======== Task inputs

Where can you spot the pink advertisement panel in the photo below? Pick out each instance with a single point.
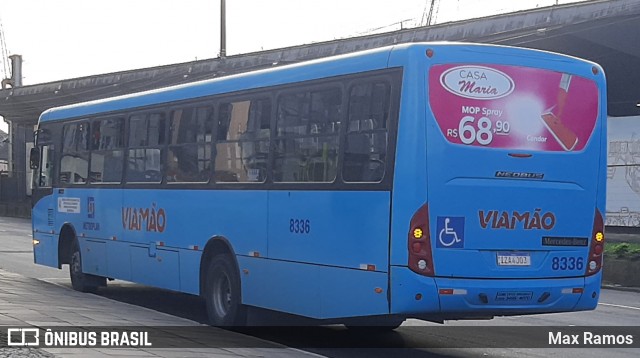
(513, 107)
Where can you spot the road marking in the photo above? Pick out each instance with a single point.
(619, 306)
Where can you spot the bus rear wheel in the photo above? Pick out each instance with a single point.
(223, 298)
(81, 281)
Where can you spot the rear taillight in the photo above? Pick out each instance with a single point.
(596, 248)
(419, 243)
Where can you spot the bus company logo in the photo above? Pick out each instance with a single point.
(151, 219)
(477, 82)
(495, 219)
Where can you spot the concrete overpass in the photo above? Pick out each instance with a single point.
(604, 31)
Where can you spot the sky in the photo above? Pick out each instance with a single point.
(74, 38)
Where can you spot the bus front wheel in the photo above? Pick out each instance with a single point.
(224, 305)
(81, 281)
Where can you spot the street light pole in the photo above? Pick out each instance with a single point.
(223, 30)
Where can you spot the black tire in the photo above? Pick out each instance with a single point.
(223, 296)
(81, 281)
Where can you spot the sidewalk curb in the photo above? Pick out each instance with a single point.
(621, 288)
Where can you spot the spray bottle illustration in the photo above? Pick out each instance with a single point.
(552, 118)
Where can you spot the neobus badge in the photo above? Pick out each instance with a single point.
(477, 82)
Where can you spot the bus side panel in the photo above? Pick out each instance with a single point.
(341, 228)
(314, 291)
(118, 260)
(190, 271)
(413, 293)
(155, 267)
(410, 172)
(46, 252)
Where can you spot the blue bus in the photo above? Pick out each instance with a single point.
(427, 180)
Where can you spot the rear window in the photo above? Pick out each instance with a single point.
(513, 107)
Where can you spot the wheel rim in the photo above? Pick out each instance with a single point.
(222, 295)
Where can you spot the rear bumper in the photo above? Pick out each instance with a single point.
(490, 297)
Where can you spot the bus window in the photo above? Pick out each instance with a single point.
(107, 153)
(365, 152)
(146, 140)
(189, 156)
(308, 127)
(243, 141)
(74, 164)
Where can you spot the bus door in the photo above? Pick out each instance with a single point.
(515, 170)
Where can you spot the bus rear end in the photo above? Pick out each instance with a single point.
(513, 221)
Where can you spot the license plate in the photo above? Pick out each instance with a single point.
(514, 259)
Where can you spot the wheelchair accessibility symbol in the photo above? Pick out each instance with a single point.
(450, 231)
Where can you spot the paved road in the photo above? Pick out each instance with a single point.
(616, 308)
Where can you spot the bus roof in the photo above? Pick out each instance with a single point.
(357, 62)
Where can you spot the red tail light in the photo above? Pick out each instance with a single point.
(419, 243)
(596, 248)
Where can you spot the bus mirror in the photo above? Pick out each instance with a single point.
(34, 158)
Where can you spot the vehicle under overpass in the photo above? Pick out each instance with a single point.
(604, 31)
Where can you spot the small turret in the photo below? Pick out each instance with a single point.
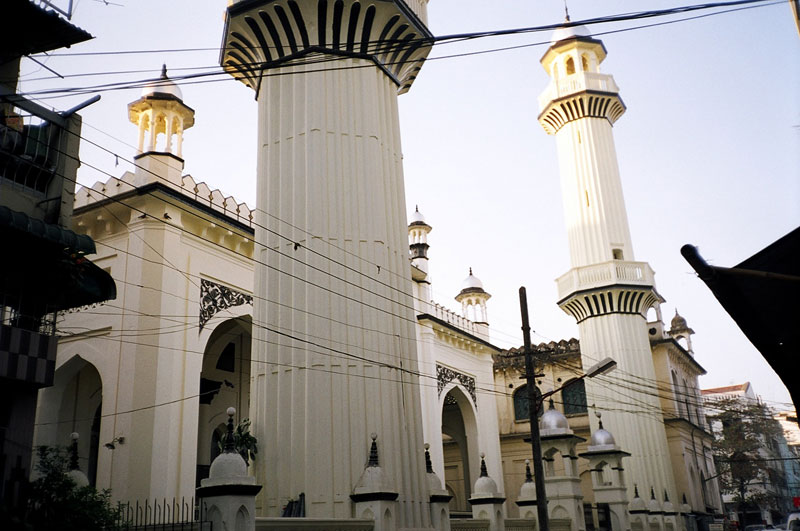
(680, 330)
(418, 231)
(160, 111)
(473, 299)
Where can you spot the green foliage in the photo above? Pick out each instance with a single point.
(56, 502)
(244, 442)
(743, 429)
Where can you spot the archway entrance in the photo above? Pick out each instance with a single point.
(79, 391)
(459, 447)
(224, 382)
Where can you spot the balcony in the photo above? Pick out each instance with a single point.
(614, 272)
(575, 83)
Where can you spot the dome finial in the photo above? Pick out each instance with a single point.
(230, 445)
(428, 464)
(73, 457)
(373, 451)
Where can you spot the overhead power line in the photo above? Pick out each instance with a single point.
(188, 79)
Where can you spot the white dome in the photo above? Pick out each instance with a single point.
(162, 86)
(228, 465)
(434, 483)
(484, 487)
(554, 421)
(570, 31)
(527, 491)
(471, 282)
(602, 437)
(637, 503)
(416, 217)
(79, 478)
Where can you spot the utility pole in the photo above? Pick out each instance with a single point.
(533, 403)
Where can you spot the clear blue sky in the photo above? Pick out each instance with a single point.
(709, 148)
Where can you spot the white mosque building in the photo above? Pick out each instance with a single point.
(220, 305)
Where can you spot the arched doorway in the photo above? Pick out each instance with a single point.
(79, 390)
(224, 382)
(459, 447)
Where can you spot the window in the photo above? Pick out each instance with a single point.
(574, 397)
(522, 409)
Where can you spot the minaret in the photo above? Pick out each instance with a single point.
(473, 299)
(607, 292)
(160, 111)
(334, 353)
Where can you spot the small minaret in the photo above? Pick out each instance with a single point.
(606, 292)
(680, 330)
(473, 299)
(160, 111)
(418, 231)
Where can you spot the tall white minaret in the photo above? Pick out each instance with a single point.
(605, 291)
(334, 352)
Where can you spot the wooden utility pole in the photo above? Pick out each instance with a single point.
(533, 403)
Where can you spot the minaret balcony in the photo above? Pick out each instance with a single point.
(587, 278)
(265, 34)
(574, 83)
(615, 287)
(577, 96)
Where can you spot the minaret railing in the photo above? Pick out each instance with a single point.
(577, 82)
(605, 274)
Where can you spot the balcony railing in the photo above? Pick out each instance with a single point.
(577, 83)
(605, 274)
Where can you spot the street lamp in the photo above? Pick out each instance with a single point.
(535, 400)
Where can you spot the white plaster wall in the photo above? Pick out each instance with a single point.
(147, 347)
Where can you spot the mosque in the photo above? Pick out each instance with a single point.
(313, 319)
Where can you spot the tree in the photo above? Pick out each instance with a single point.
(743, 430)
(56, 502)
(243, 441)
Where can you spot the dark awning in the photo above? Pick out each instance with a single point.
(44, 267)
(18, 221)
(762, 295)
(33, 29)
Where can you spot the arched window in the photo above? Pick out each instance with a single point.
(574, 397)
(522, 410)
(689, 410)
(679, 412)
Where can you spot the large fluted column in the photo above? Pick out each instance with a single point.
(334, 353)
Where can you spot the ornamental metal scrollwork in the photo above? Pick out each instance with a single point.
(445, 375)
(215, 297)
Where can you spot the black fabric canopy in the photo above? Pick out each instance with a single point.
(762, 294)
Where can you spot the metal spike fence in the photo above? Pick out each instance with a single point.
(157, 515)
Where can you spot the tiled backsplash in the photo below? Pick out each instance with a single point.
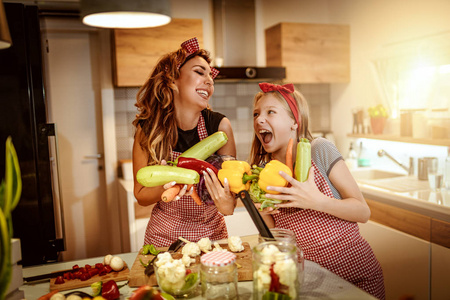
(233, 100)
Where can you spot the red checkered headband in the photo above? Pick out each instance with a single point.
(191, 46)
(285, 91)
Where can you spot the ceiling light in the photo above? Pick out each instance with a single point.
(5, 37)
(125, 13)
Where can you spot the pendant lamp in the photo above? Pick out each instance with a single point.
(125, 13)
(5, 36)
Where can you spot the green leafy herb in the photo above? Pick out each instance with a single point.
(150, 249)
(258, 195)
(96, 288)
(275, 296)
(189, 281)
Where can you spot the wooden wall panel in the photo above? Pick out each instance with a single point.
(136, 51)
(311, 53)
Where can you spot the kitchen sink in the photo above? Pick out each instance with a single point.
(371, 174)
(392, 181)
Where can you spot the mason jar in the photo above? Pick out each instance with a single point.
(218, 275)
(276, 270)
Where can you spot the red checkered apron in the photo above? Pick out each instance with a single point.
(334, 243)
(184, 217)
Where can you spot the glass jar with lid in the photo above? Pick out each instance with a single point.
(276, 271)
(218, 275)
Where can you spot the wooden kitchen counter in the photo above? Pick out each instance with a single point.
(319, 283)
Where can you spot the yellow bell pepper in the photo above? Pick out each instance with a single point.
(269, 176)
(238, 173)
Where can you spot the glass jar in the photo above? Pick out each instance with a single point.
(276, 270)
(218, 275)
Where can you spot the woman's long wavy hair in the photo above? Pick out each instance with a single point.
(258, 155)
(156, 109)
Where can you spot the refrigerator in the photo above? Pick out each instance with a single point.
(37, 220)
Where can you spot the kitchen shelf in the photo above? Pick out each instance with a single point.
(403, 139)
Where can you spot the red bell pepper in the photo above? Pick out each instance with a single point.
(59, 280)
(110, 290)
(146, 292)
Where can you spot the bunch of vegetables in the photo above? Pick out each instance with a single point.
(186, 169)
(147, 292)
(255, 179)
(10, 191)
(108, 290)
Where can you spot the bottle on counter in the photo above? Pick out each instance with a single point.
(447, 170)
(352, 158)
(363, 159)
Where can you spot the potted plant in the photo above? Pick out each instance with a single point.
(10, 191)
(378, 116)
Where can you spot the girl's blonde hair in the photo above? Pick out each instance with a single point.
(257, 153)
(156, 109)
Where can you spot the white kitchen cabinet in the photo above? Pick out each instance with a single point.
(404, 258)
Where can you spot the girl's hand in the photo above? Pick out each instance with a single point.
(267, 210)
(222, 196)
(304, 195)
(183, 190)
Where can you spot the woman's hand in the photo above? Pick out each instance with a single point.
(183, 190)
(304, 195)
(224, 199)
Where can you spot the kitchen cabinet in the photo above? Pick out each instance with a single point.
(136, 51)
(440, 272)
(403, 258)
(311, 53)
(440, 259)
(426, 141)
(413, 250)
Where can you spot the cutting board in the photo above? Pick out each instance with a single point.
(77, 283)
(138, 278)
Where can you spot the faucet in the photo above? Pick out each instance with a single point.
(409, 169)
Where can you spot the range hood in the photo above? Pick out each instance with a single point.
(235, 43)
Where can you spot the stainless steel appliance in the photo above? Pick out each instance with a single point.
(37, 220)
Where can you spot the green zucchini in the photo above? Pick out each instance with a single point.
(159, 175)
(303, 160)
(206, 147)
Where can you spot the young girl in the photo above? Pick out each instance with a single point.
(322, 211)
(173, 116)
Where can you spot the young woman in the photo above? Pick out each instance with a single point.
(173, 116)
(322, 211)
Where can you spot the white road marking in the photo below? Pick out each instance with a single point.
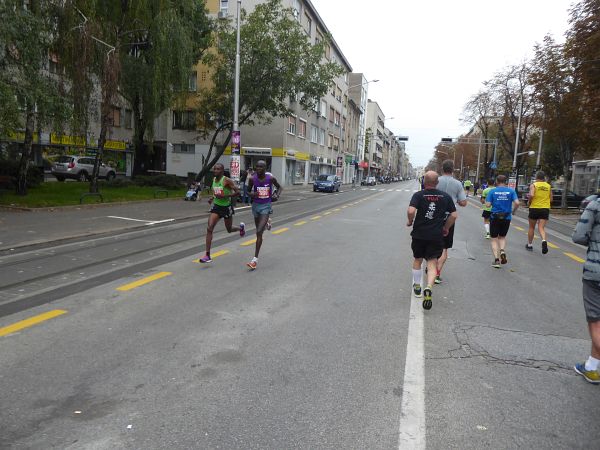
(412, 413)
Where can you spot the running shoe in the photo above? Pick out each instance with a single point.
(503, 259)
(427, 303)
(591, 376)
(417, 289)
(205, 259)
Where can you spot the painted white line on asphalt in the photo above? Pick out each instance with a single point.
(128, 218)
(412, 413)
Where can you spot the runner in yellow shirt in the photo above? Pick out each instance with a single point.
(540, 195)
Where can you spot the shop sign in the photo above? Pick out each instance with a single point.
(64, 139)
(256, 151)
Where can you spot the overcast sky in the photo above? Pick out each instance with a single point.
(432, 55)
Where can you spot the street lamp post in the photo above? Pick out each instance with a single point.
(236, 142)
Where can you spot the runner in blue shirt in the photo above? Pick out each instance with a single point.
(503, 202)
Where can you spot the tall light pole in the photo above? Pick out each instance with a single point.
(236, 142)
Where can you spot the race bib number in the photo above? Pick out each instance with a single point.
(263, 191)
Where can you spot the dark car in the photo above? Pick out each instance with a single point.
(586, 201)
(327, 183)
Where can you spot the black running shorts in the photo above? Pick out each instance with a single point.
(539, 213)
(427, 249)
(499, 227)
(449, 238)
(224, 212)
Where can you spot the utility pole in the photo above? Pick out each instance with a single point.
(236, 141)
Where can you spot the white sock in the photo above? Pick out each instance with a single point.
(592, 363)
(417, 274)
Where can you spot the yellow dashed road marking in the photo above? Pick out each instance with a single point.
(574, 257)
(214, 255)
(143, 281)
(31, 321)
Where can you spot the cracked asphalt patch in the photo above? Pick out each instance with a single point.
(515, 347)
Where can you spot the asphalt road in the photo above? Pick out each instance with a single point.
(321, 347)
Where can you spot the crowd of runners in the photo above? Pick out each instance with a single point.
(432, 214)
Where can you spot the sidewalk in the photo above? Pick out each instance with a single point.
(20, 228)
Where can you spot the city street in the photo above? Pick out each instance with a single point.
(121, 340)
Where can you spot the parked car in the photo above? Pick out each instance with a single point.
(79, 168)
(369, 181)
(586, 201)
(327, 182)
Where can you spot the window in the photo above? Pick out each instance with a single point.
(321, 136)
(128, 119)
(184, 120)
(314, 134)
(307, 24)
(115, 117)
(193, 82)
(184, 148)
(302, 129)
(291, 125)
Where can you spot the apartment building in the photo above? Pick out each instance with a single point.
(376, 138)
(297, 148)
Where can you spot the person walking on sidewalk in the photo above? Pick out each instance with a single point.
(503, 202)
(487, 212)
(224, 189)
(260, 189)
(431, 213)
(454, 189)
(540, 194)
(587, 232)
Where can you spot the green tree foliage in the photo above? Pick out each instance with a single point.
(142, 50)
(559, 94)
(31, 96)
(278, 61)
(583, 47)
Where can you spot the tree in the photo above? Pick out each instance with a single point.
(583, 46)
(142, 49)
(277, 62)
(168, 43)
(31, 96)
(559, 92)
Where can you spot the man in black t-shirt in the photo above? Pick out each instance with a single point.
(431, 213)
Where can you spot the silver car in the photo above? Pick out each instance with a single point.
(80, 168)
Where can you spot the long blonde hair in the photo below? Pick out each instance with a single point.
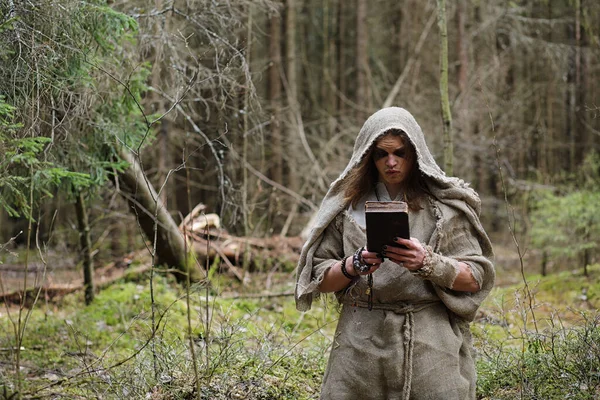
(364, 176)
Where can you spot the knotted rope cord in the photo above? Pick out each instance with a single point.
(408, 328)
(409, 346)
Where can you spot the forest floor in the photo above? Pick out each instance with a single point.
(261, 346)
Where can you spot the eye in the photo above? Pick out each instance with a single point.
(400, 153)
(378, 154)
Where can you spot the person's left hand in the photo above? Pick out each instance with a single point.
(411, 257)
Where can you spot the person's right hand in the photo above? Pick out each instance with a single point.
(372, 259)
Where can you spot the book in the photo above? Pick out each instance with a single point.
(385, 220)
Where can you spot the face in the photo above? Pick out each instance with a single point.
(393, 160)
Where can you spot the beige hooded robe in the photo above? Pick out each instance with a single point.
(415, 343)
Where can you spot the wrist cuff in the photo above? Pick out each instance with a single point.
(438, 269)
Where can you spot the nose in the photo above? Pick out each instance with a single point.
(391, 161)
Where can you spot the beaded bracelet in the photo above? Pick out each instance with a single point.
(358, 263)
(427, 268)
(345, 271)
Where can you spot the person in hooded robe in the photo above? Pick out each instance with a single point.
(403, 331)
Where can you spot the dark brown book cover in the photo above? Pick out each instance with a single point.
(386, 220)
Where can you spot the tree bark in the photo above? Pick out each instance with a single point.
(86, 248)
(153, 217)
(445, 101)
(293, 109)
(275, 95)
(362, 60)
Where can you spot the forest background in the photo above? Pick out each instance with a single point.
(119, 118)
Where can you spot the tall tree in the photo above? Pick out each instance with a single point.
(362, 58)
(275, 74)
(444, 96)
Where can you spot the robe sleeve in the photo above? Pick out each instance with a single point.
(320, 257)
(460, 242)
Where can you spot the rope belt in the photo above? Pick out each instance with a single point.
(408, 331)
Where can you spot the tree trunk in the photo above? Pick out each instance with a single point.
(445, 101)
(86, 248)
(153, 217)
(362, 89)
(461, 44)
(341, 61)
(293, 109)
(275, 95)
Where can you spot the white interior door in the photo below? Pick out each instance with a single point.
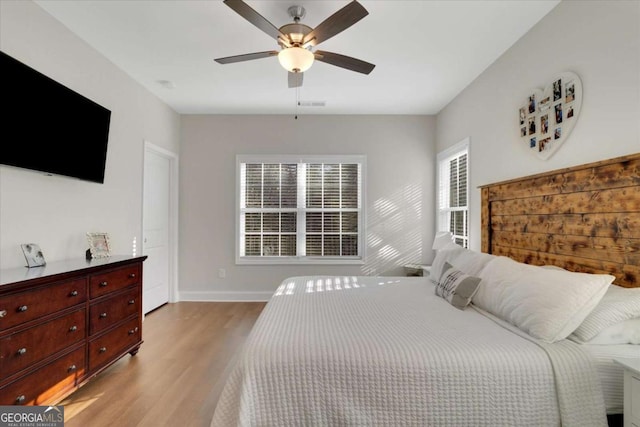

================

From the line containing "Where can you spot the book" to the final line above, both included, transcribe every line exactly and leave all pictures out.

Where can you spot the book in the photo above? Pick out each instance with a single point.
(385, 220)
Where can you spot the face in the photo above? Pick out each instance with a single point.
(393, 160)
Where can you spot the beige hooded robe in the photo above? Pick out each instance with a single point.
(415, 343)
Where can you spot the wrist cuff in the photo above? Pick out each instance with a single point.
(438, 269)
Where can you spot the nose in the photo above? Pick out each instance with a single point.
(391, 161)
Where can you spot the beaded bracelet in the photo above? Pick out each instance with a single point.
(358, 263)
(427, 268)
(345, 271)
Where can you spot the person in hooded robe in the photo above? Pick out each instance with a single point.
(403, 331)
Where can you spot the dark brown book cover in the photo above? Pick out each instance with a single point.
(386, 220)
Where can you spot the tree bark in the photo above? Pick out each instance with a single point.
(86, 248)
(153, 217)
(445, 101)
(293, 109)
(275, 95)
(362, 60)
Where can you spot the forest background in the photo above? Pick out each instance with a single point.
(119, 118)
Where can you spot the tall tree in the photo above? Pick out each instance with a single point.
(362, 58)
(275, 74)
(444, 96)
Where can you spot the robe sleeve in the photo above? Pick out each instance with a single point.
(320, 257)
(460, 242)
Where can you spot the rope belt in the photo above? Pick out each instance with a single point.
(408, 331)
Where can you spot the tree trunk in the photo above? Pick out each instance with a single point.
(445, 101)
(86, 248)
(153, 217)
(362, 89)
(461, 44)
(341, 61)
(293, 109)
(275, 95)
Where can you spot the white interior door in the photo below? Pick out each instance with a single point.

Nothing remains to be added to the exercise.